__USING THE INFORMATION__:
a: Answer these about the passage on Bud as NEJM editor, one line each:
(i) What was the title of the article now seen as a classic?
(ii) Which four countries' health care systems were described in the analyses he published?
(iii) What did he often point to when arguing that investor-owned enterprises raised costs without adding value?
b: Pick up the passage on Bud as NEJM editor and carry it on from its last sentence.

As editor of the NEJM, Bud had an uncanny capacity to identify important new trends that affected the profession and the health care system. The most widely acknowledged issue was his concern that the health system was rapidly being taken over by profit-seeking businesses that were not fulfilling the social contract that he believed should characterize the profession. In what is now considered a classic article, entitled “The new medical-industrial complex,” he foresaw that this trend would accelerate the cost of care (2). He raised concern about the corrosive influence on physicians of financial conflicts of interest and was the first to institute journal policies to limit their impact (3). He not only required that all authors disclose all such arrangements with industry but later restricted financially conflicted authors from writing editorials and review articles for the NEJM (4). To protect the public from media news about research that had not undergone peer review, he enforced the Ingelfinger rule that stipulated that the NEJM would not consider articles if public announcements of the findings were made prior to publication or if the substance had been already been published elsewhere (5, 6). He covered a broad range of policy issues, including gun violence, marijuana use, research integrity, and medical malpractice. He encouraged debate on what he saw as an unsustainable health care system. At a time when debate on the structure of the US health care system was especially active, he sent a reporter abroad and published descriptive analyses of the health care systems of Canada, England, Japan, and Germany, countries whose experiences he thought had important lessons for us. He gave space in the NEJM both to conservative commentators, who favored managed competition, and to progressives, who advocated for a single-payer system. He argued repeatedly that investor-owned enterprises, including health insurers, were raising the cost of care without adding value to the system and often pointed to the low administrative costs of Medicare to make this point. In many editorials in the NEJM and in dozens of articles in journals, in books, and in the lay press after he retired, he made a compelling case for a single-payer financing system with no private health insurers, joined to a nonprofit delivery system, consisting of independent multispecialty groups of salaried physicians, all working within a global budget (7).

__SUPPLIED ENTRIES__:

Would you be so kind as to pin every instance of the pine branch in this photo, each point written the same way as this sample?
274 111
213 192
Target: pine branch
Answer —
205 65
...
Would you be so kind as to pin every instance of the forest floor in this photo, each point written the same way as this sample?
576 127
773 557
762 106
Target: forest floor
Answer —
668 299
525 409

__ANSWERS TO THE PROBLEMS__:
a:
(i) "The new medical-industrial complex"
(ii) Canada, England, Japan, and Germany
(iii) The low administrative costs of Medicare

b:
He was tough but fair. He was a scold but often right. He was persistent, but he had fervent beliefs. He was intense but human. He was a fine man and a terrific editor.
It was both intimidating and an honor to be his successor. He will be sorely missed, but his legacy as an editor and tireless advocate for policy change will live on.
Reference information: J Clin Invest. 2014;124(10):4152–4153. doi:10.1172/JCI78352.